Please update the material starting at the line that has "white tree with a single point per instance." and ending after the line that has "(1182, 550)", changing "blossoming" to "flowering" and leaving all else as it is. Return only those lines.

Rows from a dataset —
-----

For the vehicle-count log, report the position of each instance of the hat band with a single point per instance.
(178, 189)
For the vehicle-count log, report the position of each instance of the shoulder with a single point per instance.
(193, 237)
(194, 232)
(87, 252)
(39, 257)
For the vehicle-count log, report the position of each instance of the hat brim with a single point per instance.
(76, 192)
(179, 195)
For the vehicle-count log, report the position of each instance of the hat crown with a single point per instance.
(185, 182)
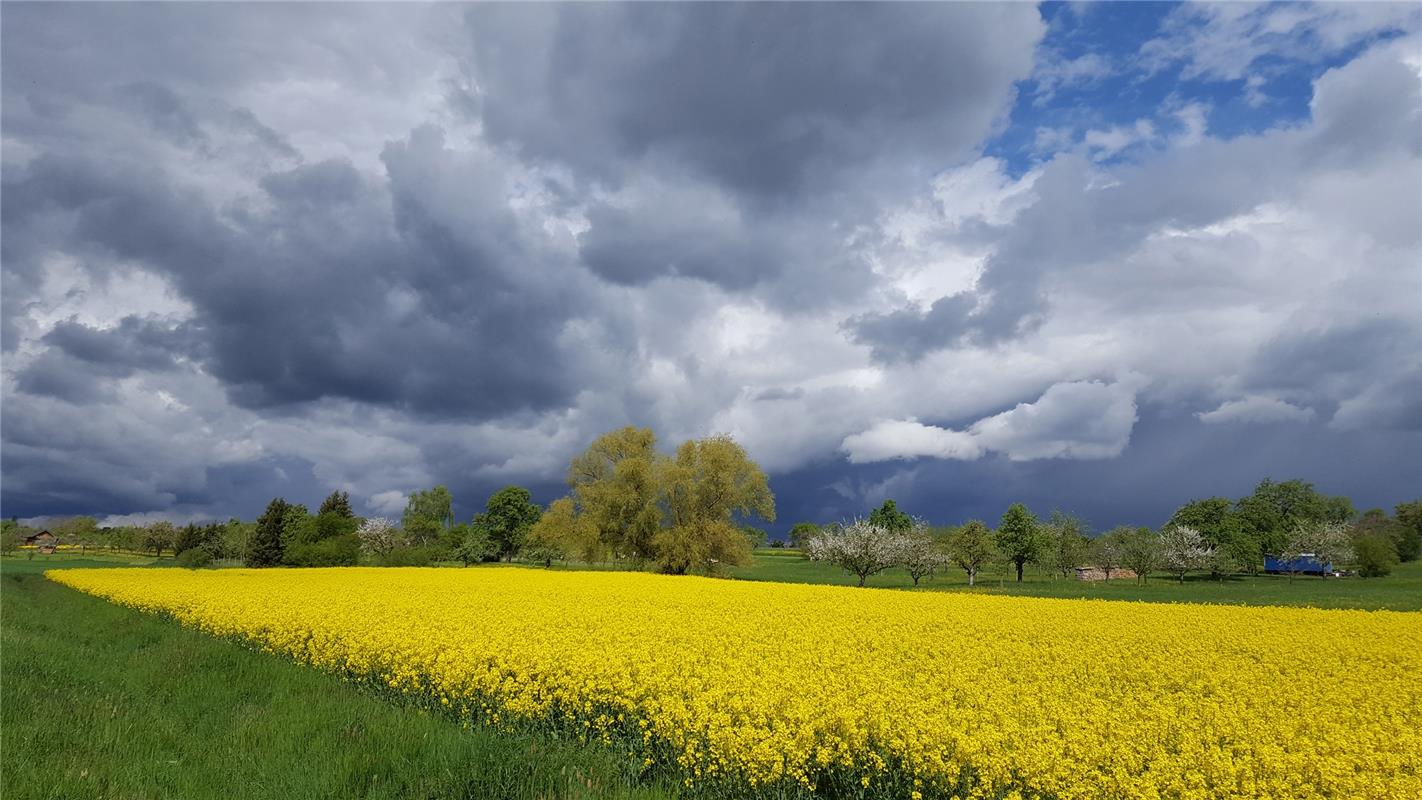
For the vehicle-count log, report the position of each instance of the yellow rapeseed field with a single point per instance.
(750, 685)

-----

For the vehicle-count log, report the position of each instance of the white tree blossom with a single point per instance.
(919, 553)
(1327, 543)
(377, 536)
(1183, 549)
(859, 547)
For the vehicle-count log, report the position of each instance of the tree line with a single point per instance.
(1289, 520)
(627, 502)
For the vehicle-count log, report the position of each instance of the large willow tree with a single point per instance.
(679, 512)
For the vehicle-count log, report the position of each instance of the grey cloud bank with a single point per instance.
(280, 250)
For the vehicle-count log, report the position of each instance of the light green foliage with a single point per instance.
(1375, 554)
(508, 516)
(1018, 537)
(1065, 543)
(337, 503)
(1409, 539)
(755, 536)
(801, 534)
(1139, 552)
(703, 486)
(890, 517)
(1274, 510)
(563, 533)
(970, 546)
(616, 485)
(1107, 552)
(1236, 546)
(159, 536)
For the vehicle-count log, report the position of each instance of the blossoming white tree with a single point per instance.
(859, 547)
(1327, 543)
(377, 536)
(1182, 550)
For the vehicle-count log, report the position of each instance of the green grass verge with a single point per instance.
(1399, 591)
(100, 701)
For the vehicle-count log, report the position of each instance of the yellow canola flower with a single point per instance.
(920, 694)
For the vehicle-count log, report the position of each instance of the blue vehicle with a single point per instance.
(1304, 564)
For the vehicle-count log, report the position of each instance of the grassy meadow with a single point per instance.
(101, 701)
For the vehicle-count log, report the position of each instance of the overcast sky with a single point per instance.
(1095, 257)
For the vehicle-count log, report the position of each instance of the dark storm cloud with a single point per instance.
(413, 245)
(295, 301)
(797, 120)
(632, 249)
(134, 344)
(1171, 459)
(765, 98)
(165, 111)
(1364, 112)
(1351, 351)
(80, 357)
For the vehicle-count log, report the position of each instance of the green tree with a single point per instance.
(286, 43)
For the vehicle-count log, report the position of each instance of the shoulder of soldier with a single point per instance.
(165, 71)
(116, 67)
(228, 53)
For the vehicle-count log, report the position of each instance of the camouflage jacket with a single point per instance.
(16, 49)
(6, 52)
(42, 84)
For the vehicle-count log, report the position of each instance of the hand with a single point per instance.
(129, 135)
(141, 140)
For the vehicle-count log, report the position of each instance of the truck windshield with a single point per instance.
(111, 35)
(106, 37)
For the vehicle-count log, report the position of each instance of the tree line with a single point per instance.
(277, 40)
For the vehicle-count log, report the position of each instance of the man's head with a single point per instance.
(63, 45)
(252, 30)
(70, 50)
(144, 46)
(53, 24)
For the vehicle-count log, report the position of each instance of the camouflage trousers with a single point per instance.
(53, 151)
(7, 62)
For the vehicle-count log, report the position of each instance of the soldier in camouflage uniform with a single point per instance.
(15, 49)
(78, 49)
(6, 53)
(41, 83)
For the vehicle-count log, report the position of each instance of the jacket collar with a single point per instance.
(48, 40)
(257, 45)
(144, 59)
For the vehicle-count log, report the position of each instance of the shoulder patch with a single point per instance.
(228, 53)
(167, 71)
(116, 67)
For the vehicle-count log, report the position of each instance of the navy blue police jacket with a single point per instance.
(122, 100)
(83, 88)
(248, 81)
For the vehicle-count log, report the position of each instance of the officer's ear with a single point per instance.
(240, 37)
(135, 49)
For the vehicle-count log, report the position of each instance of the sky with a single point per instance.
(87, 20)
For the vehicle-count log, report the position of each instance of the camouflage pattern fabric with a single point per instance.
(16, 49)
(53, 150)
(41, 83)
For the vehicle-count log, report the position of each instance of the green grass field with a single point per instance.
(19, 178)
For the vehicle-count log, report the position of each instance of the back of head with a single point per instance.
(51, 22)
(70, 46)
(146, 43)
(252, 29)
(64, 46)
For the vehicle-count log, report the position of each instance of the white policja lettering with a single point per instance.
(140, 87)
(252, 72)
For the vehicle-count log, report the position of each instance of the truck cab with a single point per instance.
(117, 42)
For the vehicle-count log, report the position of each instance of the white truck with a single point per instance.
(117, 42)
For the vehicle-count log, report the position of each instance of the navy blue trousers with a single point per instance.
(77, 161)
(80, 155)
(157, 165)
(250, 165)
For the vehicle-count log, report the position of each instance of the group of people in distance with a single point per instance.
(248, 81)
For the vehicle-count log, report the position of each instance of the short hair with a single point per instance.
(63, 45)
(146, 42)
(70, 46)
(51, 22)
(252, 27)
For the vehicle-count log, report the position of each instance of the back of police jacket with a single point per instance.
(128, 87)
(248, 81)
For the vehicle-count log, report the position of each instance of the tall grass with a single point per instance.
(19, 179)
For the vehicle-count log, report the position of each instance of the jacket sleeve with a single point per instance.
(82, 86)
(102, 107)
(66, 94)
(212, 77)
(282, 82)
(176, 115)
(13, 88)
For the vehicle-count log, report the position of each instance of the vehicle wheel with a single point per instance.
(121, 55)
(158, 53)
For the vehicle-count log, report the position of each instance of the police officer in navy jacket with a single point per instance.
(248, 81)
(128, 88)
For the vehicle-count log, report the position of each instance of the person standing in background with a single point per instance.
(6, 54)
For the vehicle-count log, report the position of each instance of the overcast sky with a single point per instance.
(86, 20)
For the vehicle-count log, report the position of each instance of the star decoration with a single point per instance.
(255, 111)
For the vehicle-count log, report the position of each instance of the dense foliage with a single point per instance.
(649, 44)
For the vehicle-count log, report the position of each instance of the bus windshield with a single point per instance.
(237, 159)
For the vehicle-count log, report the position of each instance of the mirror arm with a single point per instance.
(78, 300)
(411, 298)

-----

EXERCISE ANSWER —
For the vehicle-count log, report the position of each instance of the flowering white tree with a single point per instance.
(859, 547)
(1327, 543)
(377, 536)
(1182, 550)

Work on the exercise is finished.